(Referring expression pointing data)
· · · ·
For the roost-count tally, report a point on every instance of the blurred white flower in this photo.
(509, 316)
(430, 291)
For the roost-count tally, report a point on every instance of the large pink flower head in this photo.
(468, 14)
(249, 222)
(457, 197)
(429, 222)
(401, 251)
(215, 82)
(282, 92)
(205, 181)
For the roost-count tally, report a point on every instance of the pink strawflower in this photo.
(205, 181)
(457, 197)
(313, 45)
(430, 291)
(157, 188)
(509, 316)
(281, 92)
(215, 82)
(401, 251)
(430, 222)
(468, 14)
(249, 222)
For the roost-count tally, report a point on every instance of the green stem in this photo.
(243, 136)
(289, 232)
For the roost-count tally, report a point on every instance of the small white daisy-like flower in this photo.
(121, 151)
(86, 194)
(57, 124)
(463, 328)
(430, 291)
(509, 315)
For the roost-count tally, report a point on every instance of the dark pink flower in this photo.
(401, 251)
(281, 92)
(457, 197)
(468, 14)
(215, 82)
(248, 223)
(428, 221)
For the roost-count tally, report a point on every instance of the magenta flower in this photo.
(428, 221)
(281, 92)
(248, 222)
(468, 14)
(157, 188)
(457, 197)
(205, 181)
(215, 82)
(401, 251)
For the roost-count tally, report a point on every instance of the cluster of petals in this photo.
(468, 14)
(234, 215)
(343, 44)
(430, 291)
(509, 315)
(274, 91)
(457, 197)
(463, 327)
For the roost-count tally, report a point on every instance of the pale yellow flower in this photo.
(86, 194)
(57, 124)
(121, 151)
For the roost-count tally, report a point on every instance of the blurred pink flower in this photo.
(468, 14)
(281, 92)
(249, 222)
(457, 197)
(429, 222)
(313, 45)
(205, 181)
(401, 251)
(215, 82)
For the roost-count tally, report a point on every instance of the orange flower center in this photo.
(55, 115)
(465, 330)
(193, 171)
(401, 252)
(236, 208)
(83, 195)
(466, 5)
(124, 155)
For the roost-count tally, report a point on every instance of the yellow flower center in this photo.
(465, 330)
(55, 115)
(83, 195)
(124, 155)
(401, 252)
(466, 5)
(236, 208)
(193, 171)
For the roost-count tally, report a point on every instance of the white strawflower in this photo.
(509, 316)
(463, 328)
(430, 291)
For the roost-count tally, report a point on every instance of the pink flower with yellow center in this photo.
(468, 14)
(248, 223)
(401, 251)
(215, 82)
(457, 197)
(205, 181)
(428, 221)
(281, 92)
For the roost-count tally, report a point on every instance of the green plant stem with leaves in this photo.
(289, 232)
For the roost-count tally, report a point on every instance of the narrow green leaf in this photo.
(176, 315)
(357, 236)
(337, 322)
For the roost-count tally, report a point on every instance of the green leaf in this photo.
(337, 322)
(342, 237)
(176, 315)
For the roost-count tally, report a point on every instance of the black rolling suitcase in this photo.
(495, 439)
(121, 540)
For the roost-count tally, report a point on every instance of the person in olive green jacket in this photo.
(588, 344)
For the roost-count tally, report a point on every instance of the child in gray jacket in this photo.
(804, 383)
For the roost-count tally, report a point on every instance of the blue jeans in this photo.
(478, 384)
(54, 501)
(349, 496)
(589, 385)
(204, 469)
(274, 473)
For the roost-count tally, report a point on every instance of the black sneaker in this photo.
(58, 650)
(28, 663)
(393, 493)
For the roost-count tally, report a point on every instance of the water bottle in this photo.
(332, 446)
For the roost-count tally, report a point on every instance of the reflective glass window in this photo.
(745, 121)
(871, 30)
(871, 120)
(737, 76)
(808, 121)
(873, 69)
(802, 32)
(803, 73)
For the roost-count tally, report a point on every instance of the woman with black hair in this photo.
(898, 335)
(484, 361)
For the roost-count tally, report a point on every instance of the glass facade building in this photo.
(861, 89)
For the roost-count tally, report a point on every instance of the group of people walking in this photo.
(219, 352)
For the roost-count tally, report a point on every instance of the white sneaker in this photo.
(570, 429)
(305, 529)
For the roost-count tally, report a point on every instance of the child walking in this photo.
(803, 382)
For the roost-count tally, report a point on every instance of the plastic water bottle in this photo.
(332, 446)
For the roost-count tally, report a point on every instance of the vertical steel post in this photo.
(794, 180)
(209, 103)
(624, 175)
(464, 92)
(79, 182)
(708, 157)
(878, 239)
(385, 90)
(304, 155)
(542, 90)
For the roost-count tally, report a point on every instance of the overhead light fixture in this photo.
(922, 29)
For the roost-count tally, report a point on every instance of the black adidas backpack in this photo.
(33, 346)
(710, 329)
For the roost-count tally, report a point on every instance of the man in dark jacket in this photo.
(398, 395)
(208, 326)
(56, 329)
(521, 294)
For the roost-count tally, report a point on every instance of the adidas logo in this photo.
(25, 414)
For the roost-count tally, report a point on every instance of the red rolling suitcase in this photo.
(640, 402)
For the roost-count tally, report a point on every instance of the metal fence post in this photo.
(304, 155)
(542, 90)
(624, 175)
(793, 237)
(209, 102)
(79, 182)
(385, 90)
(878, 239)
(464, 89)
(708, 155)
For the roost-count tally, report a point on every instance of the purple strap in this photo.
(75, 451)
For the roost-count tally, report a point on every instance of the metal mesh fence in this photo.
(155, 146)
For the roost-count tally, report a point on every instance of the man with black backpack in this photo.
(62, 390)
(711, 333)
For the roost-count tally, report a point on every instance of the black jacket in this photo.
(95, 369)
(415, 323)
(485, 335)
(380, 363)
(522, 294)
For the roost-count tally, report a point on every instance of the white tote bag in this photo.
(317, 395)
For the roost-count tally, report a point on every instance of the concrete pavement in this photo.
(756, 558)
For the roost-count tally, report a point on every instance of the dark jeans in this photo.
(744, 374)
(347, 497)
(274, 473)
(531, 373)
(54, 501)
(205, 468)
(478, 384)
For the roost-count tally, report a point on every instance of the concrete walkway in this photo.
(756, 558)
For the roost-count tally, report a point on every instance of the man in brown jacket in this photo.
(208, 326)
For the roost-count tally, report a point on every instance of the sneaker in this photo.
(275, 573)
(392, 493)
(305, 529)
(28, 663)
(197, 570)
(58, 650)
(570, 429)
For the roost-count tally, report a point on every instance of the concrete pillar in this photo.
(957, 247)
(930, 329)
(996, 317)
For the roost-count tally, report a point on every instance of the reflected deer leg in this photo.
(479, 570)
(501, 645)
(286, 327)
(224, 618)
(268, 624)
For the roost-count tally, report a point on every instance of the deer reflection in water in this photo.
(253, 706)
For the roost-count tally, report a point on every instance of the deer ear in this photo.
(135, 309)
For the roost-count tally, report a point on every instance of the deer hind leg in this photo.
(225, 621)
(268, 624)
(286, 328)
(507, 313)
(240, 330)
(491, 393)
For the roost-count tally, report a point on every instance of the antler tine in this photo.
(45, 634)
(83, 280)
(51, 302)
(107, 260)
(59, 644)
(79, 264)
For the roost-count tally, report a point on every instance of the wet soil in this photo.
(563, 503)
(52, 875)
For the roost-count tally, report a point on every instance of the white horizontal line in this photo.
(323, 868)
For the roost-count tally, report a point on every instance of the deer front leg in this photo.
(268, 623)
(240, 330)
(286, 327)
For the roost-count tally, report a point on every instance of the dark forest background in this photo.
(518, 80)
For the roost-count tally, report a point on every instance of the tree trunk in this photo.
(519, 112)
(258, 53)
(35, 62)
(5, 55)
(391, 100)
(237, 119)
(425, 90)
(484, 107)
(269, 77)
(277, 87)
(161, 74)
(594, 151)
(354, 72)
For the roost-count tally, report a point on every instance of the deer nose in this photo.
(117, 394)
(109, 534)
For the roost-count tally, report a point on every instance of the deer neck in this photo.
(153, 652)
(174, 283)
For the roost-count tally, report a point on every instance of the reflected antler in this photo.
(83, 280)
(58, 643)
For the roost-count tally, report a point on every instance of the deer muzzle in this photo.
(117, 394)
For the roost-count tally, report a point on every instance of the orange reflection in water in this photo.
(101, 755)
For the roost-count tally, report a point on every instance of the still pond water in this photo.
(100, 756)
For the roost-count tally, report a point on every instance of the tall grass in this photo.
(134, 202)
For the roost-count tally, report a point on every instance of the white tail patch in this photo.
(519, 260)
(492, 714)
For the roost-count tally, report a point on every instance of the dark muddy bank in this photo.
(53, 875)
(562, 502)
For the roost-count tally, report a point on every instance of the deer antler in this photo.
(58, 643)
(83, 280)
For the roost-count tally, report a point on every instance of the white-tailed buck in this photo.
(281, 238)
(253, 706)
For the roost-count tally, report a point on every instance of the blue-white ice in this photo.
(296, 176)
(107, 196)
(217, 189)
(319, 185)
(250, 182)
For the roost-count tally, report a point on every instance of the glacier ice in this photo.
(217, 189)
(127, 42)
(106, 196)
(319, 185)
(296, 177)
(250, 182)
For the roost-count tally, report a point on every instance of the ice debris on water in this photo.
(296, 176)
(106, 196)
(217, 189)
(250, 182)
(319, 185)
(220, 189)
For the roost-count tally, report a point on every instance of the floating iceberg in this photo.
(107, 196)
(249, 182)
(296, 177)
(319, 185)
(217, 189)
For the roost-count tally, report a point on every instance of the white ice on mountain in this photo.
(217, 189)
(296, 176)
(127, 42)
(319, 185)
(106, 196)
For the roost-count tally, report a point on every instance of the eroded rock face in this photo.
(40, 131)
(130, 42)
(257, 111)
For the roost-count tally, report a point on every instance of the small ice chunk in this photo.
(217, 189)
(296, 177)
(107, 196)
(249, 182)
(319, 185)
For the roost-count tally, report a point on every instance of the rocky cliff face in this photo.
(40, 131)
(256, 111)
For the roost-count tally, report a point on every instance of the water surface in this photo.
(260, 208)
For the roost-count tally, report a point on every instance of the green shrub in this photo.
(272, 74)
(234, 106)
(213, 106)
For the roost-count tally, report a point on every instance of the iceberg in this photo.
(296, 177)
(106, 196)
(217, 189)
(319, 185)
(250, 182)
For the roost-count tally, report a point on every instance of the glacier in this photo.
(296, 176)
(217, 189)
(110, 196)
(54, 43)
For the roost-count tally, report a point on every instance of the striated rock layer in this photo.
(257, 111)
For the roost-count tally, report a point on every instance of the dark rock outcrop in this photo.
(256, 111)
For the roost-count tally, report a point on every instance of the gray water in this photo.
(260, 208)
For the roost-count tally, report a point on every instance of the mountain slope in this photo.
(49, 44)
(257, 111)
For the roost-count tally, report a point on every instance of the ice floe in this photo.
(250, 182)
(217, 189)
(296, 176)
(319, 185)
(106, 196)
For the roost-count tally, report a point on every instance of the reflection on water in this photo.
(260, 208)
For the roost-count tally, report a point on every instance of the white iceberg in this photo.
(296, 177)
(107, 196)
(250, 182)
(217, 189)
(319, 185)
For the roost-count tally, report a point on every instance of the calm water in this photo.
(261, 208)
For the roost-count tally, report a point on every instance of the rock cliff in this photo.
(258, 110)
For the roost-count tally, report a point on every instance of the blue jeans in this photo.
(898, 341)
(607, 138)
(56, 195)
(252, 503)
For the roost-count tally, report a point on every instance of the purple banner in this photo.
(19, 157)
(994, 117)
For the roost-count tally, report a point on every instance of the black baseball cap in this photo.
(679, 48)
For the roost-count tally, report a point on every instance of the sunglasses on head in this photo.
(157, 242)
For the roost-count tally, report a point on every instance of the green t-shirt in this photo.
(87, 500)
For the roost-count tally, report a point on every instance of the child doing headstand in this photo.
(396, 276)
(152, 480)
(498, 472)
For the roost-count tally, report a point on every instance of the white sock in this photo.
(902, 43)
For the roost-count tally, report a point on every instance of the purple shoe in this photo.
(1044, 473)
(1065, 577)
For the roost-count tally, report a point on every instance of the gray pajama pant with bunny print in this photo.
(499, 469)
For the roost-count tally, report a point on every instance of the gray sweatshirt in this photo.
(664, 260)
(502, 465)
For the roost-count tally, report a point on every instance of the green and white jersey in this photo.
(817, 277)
· · · ·
Exercise goal:
Reproduce, word for word, every line starting at the line that contains "shoe in this photo." and ending with the final line of the entries.

Answer section:
For the roost-count tally, report a point on every instance of the purple shoe in this photo.
(1044, 473)
(1065, 577)
For the roost-count tally, report a point on every instance of the gray pajama pant with bunny print in this photo.
(499, 469)
For the roost-count tally, report a point on every instance of the gray sweatshirt in this photo.
(664, 260)
(502, 465)
For the roost-count tally, report a point on every instance of the green and white jersey in this photo.
(817, 277)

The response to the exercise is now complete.